EXTRACTED ENTRIES section start

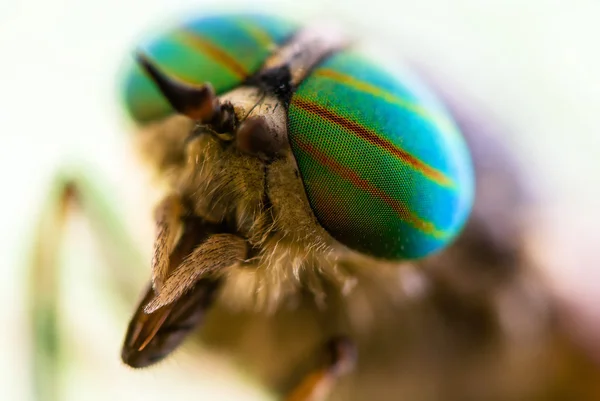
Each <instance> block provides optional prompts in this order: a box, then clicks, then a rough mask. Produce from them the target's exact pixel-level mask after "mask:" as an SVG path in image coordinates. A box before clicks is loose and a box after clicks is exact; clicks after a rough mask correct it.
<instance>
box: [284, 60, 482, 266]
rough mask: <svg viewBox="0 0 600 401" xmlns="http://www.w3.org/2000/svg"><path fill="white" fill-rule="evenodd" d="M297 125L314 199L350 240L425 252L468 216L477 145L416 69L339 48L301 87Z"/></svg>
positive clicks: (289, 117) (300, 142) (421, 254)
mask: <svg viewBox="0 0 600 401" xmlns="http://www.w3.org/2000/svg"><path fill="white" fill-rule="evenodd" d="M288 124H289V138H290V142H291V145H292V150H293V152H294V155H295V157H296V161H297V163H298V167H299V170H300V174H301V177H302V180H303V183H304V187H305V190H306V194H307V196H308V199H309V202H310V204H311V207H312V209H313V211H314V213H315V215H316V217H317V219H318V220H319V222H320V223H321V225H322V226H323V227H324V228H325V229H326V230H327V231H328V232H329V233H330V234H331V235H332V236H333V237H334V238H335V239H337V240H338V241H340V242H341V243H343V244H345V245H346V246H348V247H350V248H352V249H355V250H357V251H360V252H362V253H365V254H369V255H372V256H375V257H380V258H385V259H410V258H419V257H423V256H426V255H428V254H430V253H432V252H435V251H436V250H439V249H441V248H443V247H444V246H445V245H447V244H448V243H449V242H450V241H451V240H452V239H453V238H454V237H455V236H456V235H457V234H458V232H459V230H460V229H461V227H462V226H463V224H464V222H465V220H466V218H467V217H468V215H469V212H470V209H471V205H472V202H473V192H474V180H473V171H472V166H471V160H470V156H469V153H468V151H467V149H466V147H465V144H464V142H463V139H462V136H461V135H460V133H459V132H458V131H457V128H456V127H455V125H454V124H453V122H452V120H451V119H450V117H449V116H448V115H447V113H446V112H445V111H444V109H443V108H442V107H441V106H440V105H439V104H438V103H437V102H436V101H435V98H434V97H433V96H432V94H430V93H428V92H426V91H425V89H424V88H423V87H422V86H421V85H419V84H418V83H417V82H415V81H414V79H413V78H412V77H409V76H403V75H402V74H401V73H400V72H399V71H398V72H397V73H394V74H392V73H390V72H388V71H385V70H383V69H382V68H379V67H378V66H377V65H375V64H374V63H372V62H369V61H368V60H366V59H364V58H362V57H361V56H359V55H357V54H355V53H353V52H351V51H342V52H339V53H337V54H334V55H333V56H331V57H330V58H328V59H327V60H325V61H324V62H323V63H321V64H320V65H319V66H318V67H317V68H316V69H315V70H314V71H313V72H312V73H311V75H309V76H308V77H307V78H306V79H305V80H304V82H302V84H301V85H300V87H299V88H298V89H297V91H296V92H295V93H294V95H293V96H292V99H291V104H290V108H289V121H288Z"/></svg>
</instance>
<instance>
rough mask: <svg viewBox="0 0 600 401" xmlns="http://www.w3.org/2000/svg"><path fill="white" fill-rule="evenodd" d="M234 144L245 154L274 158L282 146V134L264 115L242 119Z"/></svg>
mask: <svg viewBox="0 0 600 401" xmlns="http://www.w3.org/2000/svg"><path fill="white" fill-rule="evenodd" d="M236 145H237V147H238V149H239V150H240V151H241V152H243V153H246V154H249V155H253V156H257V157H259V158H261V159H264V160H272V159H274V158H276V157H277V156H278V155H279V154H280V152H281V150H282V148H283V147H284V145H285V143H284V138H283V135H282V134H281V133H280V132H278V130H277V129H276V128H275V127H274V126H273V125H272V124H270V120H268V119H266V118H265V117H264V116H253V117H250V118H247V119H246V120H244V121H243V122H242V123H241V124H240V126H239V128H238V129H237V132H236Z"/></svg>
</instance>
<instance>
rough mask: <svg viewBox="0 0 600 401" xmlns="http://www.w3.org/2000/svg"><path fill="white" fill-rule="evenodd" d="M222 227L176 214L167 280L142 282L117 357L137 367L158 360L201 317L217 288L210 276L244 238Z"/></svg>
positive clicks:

EXTRACTED ENTRIES section end

**TASK OBJECTIVE**.
Edit the part of the entries that runs from their start through the line containing "positive clicks: (289, 117)": reproduce those lines with every "rough mask" changed to "coarse mask" and nothing else altered. Return only those lines, without the pictures.

**THE COMPLETED TASK**.
Each <instance> block provides optional prompts in this order: a box, then clicks, then a coarse mask. Produce from them the target's exact pixel-level mask after "mask:" as an SVG path in image coordinates. A box before clicks is loose and a box after clicks is exact; clicks after a coarse mask correct it.
<instance>
box: [284, 60, 482, 266]
coarse mask: <svg viewBox="0 0 600 401" xmlns="http://www.w3.org/2000/svg"><path fill="white" fill-rule="evenodd" d="M297 125L314 199L350 240L425 252L468 216L477 145L416 69L339 48L301 87Z"/></svg>
positive clicks: (289, 117) (300, 142) (421, 254)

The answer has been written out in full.